Records for the exercise:
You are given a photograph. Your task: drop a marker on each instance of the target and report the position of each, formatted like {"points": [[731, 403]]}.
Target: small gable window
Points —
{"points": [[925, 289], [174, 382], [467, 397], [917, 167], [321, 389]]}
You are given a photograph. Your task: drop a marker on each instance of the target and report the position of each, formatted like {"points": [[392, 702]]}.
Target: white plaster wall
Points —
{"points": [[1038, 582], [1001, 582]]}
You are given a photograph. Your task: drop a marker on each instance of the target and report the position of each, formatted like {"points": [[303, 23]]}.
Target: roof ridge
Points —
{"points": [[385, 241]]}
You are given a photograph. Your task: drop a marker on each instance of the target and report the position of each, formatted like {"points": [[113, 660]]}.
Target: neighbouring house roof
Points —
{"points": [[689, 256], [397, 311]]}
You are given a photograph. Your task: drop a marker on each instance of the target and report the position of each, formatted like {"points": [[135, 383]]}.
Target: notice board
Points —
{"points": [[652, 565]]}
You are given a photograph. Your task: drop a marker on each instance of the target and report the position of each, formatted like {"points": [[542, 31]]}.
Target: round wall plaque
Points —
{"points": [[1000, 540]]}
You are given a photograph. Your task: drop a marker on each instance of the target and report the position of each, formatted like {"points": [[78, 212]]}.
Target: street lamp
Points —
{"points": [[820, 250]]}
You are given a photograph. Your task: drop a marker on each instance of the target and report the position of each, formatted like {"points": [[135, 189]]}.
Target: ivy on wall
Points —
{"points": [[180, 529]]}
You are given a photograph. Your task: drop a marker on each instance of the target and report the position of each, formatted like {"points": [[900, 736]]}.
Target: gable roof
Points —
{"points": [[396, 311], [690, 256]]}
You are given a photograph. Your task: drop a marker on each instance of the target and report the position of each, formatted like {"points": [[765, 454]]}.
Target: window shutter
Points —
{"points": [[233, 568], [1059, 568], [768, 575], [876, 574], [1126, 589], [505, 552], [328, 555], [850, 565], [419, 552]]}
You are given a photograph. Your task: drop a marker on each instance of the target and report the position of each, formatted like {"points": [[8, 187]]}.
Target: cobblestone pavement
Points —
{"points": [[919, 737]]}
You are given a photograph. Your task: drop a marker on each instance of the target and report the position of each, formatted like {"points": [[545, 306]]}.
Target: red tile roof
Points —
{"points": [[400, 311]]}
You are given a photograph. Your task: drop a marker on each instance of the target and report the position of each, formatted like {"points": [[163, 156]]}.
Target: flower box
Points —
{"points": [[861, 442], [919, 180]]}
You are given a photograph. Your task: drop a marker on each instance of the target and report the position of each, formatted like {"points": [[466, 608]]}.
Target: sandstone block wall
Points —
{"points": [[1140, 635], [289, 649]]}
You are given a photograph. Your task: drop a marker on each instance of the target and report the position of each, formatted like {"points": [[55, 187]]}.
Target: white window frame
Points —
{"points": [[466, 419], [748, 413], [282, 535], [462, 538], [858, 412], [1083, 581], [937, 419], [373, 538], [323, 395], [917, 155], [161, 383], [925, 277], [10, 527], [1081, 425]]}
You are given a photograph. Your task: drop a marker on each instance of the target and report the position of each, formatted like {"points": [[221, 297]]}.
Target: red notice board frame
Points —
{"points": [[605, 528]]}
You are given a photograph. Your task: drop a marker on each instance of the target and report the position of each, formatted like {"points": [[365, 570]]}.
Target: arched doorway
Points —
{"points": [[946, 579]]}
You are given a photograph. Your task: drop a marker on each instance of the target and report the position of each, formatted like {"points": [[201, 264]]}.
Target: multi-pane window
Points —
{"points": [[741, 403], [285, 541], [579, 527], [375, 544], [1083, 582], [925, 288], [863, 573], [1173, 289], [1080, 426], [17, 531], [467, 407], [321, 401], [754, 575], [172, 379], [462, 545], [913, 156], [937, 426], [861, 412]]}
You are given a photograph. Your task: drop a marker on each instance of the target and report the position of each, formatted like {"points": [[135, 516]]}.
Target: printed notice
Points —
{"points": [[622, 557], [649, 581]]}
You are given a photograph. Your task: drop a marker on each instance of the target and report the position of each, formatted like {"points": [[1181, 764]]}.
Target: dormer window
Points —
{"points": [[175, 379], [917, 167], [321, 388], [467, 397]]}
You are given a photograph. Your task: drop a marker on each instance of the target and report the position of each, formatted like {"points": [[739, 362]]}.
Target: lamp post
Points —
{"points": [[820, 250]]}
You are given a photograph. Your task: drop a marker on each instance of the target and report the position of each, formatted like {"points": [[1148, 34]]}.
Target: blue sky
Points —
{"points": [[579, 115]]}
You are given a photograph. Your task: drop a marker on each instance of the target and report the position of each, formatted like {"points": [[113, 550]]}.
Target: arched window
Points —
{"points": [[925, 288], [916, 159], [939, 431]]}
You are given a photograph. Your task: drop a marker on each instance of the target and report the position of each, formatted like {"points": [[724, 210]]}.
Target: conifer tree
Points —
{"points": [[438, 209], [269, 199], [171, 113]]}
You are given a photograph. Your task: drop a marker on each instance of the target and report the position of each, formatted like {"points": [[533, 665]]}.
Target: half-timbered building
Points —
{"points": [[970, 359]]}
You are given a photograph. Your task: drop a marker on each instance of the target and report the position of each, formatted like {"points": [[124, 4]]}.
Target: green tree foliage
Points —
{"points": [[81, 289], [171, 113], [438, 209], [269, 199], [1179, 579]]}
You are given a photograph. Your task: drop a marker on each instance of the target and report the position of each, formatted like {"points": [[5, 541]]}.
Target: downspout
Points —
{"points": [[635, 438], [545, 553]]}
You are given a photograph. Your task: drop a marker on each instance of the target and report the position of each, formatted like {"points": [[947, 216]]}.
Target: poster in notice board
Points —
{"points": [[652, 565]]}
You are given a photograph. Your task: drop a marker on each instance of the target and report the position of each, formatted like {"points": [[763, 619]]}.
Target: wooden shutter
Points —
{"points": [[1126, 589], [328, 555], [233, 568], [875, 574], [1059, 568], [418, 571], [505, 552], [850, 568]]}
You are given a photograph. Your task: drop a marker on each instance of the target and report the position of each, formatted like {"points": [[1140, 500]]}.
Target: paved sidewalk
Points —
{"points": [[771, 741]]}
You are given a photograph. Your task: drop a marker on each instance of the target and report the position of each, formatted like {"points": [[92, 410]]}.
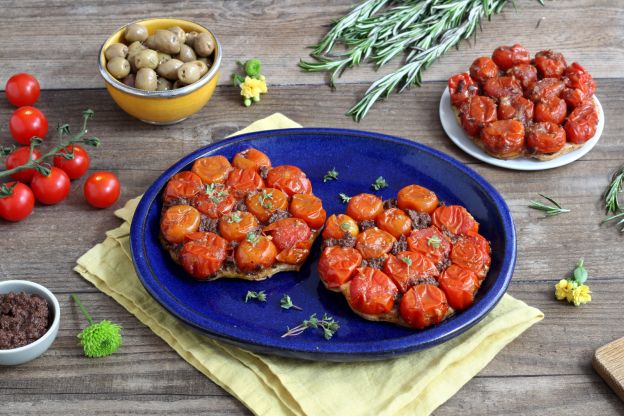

What you are asked to do:
Set down the records again exactly as they appear, leaving each picture behind.

Problem solution:
You are given a photograph. Your task: drop a marker on each instance of the target and report the position of each, formatted like {"points": [[731, 403]]}.
Target: small gable window
Points —
{"points": [[925, 289], [174, 382], [467, 397], [917, 167], [321, 389]]}
You are given a photograph. Your task: drop a marker on each instance of the target and report the position of each, formatted like {"points": [[392, 702]]}.
Target: white plaster wall
Points —
{"points": [[1038, 582], [1001, 582]]}
You are given a photograph. Your task: drop a marker on each instance of the target and report the position of each, formatted like {"points": [[303, 23]]}.
Target: roof ridge
Points —
{"points": [[385, 241]]}
You are given a photograph. Your task: drop a marker on each instance of the target and report the position of each, formatted like {"points": [[113, 660]]}.
Target: neighbouring house roof
Points —
{"points": [[689, 256], [397, 311]]}
You are given a photograph. Your task: drop a marker on each instance of the target and report the position of each, formatted like {"points": [[135, 383]]}.
Target: notice board
Points —
{"points": [[652, 565]]}
You are given a photograph. Your task: drop a marker on each instance of the target and report the position of each, formatted like {"points": [[542, 31]]}.
Target: round wall plaque
Points —
{"points": [[1000, 540]]}
You are given a photograph. Your task: drop a marker on each instance of the target and report the position of each, formatted like {"points": [[78, 212]]}.
Target: street lamp
Points —
{"points": [[820, 250]]}
You are given a photograph. Your task: drop a marker on each instance of the target and report the position of each, formatted like {"points": [[135, 189]]}.
Target: ivy on wall
Points —
{"points": [[180, 529]]}
You are given a photograph. Your task: drop a marker on each instance of the target and report the position of each, formatted like {"points": [[900, 736]]}.
Target: gable roof
Points —
{"points": [[396, 311], [690, 256]]}
You are given a photograph. Your task: drop a marker on each instance of the target and report the position of each, formatted like {"points": [[765, 454]]}.
Target: window shutter
Points —
{"points": [[233, 568], [1059, 568], [768, 575], [876, 574], [1126, 589], [505, 552], [328, 555], [850, 565], [419, 552]]}
You are given a photograph. Your task: drop a marker on each instance of the target and report the position of each, formatted like {"points": [[8, 187]]}.
Target: cobblestone pavement
Points —
{"points": [[919, 737]]}
You are given a photograph. Your task: drop a marker on each instance of the target and report the position of each, formatted like {"points": [[545, 306]]}.
Target: red tile roof
Points —
{"points": [[400, 311]]}
You are given a photograph. Your task: drop a marker on each instance of the target and report the position of each, formatted like {"points": [[163, 156]]}.
Target: flower box
Points —
{"points": [[861, 442], [919, 180]]}
You are given a photograph. Your task: drop a marker on each instance of the target and report the position of each, formatted like {"points": [[466, 608]]}.
Target: sandstone block wall
Points —
{"points": [[1140, 635], [289, 649]]}
You are given a photograph. Your task: drop a marker on each instance of the target and report the position of each, formatted like {"points": [[55, 187]]}.
Target: white window frame
Points —
{"points": [[466, 419], [748, 413], [282, 535], [462, 538], [858, 412], [1083, 581], [937, 419], [373, 538], [323, 395], [917, 155], [161, 383], [925, 277], [10, 527], [1081, 425]]}
You are given a photograph. Your task: drop a marker on each instance of the target and report the position of each, formatted like {"points": [[221, 297]]}.
Target: red notice board frame
Points —
{"points": [[605, 528]]}
You are given a photograph. Your task: drop a marker on each instance of the target and report the position of each, formatted like {"points": [[365, 570]]}.
Target: arched doorway
Points —
{"points": [[946, 579]]}
You are given a photograph. Your task: drop a marker on each instance of the target and report the position of each, formatted like {"points": [[201, 264]]}.
Target: multi-pane window
Points —
{"points": [[741, 403], [285, 541], [579, 527], [375, 544], [1083, 582], [925, 288], [863, 573], [1173, 289], [1080, 426], [17, 531], [467, 407], [321, 401], [754, 575], [172, 379], [462, 545], [913, 156], [937, 426], [861, 412]]}
You are given a photograph. Your task: drop a marker on each instance of the target and report the position of each, formatted like {"points": [[135, 516]]}.
Target: printed notice
Points —
{"points": [[622, 557], [649, 581]]}
You are given a photograph. Your task: drop a marker on each instance of the target and report the position of each, formatted like {"points": [[1181, 764]]}.
Target: dormer window
Points —
{"points": [[175, 379], [917, 167], [321, 388], [467, 397]]}
You are given a photograph. Your task: drop a marker on each instance of the target and report the position of each, formatted like {"points": [[739, 362]]}.
Target: lamp post
Points —
{"points": [[820, 250]]}
You are given a photograph. Your task: drop a marker on each instance of the target and report the position of each, formatted like {"points": [[1148, 34]]}.
Target: blue sky
Points —
{"points": [[579, 115]]}
You are given a photograph. Your task: drop a marker on each instance of the target and report the position of each, formatted like {"points": [[113, 550]]}.
Target: arched window
Points —
{"points": [[925, 288], [916, 159], [939, 431]]}
You are given a photograph. Your task: drop a marker on each instance of the target and report the position of each, formatted like {"points": [[724, 210]]}.
Target: conifer tree
Points —
{"points": [[438, 209], [269, 199], [171, 113]]}
You are given a photograph. Your task: drop a marker on each instance of the target and report the position of each, formatted like {"points": [[533, 665]]}.
Target: half-timbered building
Points —
{"points": [[970, 359]]}
You are given a photograph. Your task: drop a marker on each instance of the target and report the position of each, formatted like {"points": [[124, 4]]}.
Target: green tree foliage
Points —
{"points": [[81, 289], [171, 113], [438, 209], [269, 199], [1179, 579]]}
You are given a photograph. Your task: drop a marker on each instance of the target and report the position of each, formatted like {"points": [[5, 541]]}.
Target: downspout
Points —
{"points": [[635, 438], [545, 553]]}
You are given a photograph. Your task: drop a marker on each instance of the target and report the position of each, formatted like {"points": [[947, 216]]}.
Target: poster in notice board
Points —
{"points": [[652, 565]]}
You are given a photograph. Your task: drop a marker on each instance of the target and report the position of each, formatted like {"points": [[763, 619]]}.
Target: wooden shutter
Points —
{"points": [[1126, 589], [328, 555], [233, 568], [875, 574], [1059, 568], [418, 571], [505, 552], [850, 568]]}
You are given a photograph. Your task: drop a marker on each instance of the target and report the position of each, formatted like {"points": [[1140, 500]]}.
Target: paved sidewalk
Points —
{"points": [[771, 741]]}
You are given a photograph. Your task: drop a marker on each instance of the target and report the position of each, formatted like {"points": [[92, 410]]}.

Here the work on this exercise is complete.